» Record excerpts:
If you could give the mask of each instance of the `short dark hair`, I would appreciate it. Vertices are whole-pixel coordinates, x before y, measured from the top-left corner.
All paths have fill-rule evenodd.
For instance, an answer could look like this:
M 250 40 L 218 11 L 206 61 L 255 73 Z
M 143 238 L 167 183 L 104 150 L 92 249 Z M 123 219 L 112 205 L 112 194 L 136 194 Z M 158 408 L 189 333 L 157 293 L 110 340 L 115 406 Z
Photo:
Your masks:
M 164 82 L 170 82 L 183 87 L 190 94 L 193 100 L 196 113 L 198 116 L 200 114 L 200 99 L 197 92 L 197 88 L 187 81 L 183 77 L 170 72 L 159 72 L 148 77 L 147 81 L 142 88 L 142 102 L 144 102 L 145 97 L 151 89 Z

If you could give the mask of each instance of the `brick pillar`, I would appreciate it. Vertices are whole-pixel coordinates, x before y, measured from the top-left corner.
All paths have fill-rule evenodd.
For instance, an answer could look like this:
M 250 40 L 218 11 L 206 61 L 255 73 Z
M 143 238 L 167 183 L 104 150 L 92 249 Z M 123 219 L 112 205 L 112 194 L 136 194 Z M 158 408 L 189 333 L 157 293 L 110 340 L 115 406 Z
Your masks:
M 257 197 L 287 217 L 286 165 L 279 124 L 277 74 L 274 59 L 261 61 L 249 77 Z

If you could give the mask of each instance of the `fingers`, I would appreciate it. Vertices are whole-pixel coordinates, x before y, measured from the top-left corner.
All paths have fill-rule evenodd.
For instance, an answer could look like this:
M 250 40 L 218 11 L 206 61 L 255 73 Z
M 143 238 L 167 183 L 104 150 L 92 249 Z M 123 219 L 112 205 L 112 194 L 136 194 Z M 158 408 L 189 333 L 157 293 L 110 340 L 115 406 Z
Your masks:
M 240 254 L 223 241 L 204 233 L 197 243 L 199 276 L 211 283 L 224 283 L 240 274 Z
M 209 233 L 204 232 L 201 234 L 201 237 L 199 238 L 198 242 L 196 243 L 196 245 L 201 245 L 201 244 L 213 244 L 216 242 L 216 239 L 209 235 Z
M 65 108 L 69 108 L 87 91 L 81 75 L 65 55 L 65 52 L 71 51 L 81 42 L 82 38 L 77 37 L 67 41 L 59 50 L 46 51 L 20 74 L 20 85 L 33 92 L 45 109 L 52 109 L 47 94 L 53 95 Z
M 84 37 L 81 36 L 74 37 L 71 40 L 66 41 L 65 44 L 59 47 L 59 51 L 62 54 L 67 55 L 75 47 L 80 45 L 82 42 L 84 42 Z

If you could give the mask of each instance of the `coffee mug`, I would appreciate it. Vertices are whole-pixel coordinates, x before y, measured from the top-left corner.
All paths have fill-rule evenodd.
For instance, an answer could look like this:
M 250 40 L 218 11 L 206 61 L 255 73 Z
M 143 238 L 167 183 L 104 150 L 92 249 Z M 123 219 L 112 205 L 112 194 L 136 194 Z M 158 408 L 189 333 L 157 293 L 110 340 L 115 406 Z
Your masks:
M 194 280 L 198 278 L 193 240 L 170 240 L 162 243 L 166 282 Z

* * *

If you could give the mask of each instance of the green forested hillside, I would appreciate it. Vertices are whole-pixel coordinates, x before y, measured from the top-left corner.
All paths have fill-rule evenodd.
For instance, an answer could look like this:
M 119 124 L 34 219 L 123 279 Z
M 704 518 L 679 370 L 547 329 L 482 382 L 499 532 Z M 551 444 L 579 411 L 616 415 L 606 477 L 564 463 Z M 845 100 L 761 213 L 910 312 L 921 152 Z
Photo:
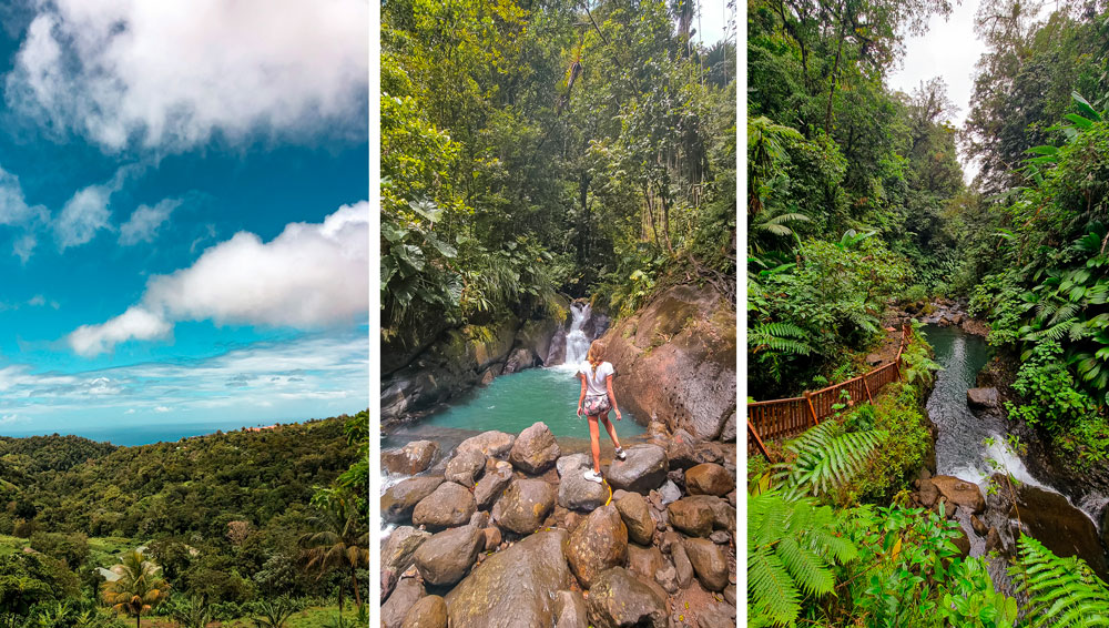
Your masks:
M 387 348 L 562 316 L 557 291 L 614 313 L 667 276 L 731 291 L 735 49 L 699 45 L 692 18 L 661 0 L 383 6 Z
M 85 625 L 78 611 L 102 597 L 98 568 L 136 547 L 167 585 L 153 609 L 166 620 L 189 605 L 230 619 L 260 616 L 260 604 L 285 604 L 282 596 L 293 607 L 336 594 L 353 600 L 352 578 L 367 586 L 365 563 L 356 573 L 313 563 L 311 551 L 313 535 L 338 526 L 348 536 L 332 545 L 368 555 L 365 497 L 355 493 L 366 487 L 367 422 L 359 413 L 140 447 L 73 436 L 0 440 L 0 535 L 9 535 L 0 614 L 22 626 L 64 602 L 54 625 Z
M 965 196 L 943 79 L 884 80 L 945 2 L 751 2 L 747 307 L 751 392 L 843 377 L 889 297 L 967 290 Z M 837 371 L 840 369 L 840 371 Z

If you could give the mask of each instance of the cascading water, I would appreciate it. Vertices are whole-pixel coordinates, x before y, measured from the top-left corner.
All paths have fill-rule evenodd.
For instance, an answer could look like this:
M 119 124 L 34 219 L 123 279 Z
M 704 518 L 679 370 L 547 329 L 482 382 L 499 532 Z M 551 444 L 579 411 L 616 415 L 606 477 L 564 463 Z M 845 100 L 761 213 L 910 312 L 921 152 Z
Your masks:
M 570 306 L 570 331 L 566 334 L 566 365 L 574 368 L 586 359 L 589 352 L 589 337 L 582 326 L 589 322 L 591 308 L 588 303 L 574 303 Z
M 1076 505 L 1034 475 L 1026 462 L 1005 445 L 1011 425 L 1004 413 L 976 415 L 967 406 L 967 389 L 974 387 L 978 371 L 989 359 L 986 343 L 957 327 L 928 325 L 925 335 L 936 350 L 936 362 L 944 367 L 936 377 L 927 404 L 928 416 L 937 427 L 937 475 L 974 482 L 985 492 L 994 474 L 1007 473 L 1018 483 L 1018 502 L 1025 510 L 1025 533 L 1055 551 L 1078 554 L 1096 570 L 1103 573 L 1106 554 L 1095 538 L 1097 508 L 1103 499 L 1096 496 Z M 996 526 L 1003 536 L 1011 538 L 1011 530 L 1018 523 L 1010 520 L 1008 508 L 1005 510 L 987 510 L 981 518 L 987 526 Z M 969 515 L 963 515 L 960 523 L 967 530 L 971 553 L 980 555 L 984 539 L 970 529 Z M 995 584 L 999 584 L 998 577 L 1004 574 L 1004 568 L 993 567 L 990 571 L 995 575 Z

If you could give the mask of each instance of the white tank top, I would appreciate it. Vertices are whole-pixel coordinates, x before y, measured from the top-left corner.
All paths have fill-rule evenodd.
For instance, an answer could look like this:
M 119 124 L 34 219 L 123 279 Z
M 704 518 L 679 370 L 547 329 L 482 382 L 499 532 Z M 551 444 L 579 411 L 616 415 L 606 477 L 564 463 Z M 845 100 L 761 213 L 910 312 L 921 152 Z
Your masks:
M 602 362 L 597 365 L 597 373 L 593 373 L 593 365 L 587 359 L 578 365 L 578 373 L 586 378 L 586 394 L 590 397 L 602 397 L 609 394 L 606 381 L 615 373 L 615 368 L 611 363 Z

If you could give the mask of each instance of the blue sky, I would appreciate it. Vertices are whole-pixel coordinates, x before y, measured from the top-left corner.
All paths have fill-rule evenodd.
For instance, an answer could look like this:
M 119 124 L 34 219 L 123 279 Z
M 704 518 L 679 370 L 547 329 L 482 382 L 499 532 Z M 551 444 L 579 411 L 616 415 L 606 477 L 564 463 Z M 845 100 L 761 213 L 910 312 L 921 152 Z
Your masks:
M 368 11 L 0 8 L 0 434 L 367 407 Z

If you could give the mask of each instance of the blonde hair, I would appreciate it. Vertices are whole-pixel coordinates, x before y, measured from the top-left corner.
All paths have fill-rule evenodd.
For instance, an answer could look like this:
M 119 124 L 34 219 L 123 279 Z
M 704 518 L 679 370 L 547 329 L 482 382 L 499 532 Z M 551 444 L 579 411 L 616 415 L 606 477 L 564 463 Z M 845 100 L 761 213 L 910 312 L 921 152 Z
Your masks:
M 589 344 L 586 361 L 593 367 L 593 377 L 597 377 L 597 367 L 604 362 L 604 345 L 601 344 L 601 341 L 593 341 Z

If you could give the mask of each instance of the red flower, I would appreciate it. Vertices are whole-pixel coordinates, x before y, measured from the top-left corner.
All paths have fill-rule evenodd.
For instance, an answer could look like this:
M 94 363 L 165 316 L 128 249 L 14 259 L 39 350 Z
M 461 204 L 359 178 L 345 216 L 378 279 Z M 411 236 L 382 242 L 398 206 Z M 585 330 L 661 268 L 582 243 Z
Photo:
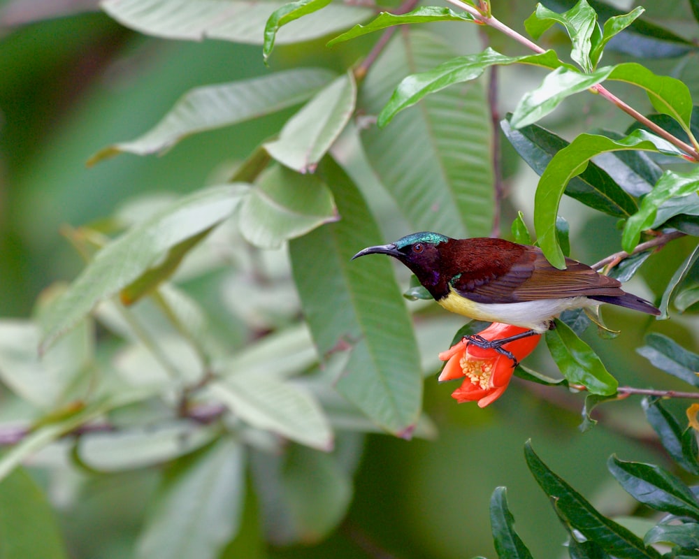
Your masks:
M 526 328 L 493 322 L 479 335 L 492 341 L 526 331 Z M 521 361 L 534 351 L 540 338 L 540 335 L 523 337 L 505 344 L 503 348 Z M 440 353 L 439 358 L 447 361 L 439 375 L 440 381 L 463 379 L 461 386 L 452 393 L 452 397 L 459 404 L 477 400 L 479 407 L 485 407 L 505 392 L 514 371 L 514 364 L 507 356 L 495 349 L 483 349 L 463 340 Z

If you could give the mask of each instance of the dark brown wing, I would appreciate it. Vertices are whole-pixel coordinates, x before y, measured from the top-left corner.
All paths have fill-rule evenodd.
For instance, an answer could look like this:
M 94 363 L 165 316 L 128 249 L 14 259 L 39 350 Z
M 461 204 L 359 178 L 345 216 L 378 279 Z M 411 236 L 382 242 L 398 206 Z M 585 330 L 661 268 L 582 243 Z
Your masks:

» What is being asked: Change "fill-rule evenodd" to "fill-rule nonzero" in the lines running from the one that holds "of the white" through the one that holds "M 368 11 L 0 8 L 0 434 L 367 407 Z", both ends included. Give back only those lines, with nothing else altered.

» The reply:
If you could give the mask of each instance of the white tank top, I would appreciate it. Vertices are whole-pixel coordinates, x before y, measured from the top-left corner.
All paths have fill-rule nonzero.
For instance, an answer could look like this:
M 119 124 L 34 219 L 123 279 Z
M 704 518 L 679 370 L 547 329 L 482 382 L 499 532 Z M 551 444 L 579 411 L 616 415 L 606 477 L 564 463 Z M 845 100 L 761 213 L 910 312 L 921 152 Z
Your masks:
M 602 362 L 597 365 L 597 373 L 593 373 L 593 365 L 587 359 L 578 365 L 578 373 L 586 378 L 586 394 L 590 397 L 602 397 L 609 394 L 606 381 L 615 373 L 615 368 L 611 363 Z

If you could give the mask of each instance of the blue sky, I would appreciate it. Vertices are whole-pixel coordinates, x before y, measured from the top-left corner.
All paths have fill-rule nonzero.
For instance, an answer could look like this:
M 119 124 L 34 219 L 123 279 Z
M 704 518 L 679 370 L 547 329 L 482 382 L 499 532 Z M 551 444 L 579 411 L 616 415 L 606 477 L 564 463 Z M 845 100 L 761 213 L 910 312 L 921 152 Z
Your masks:
M 368 11 L 0 8 L 0 434 L 367 407 Z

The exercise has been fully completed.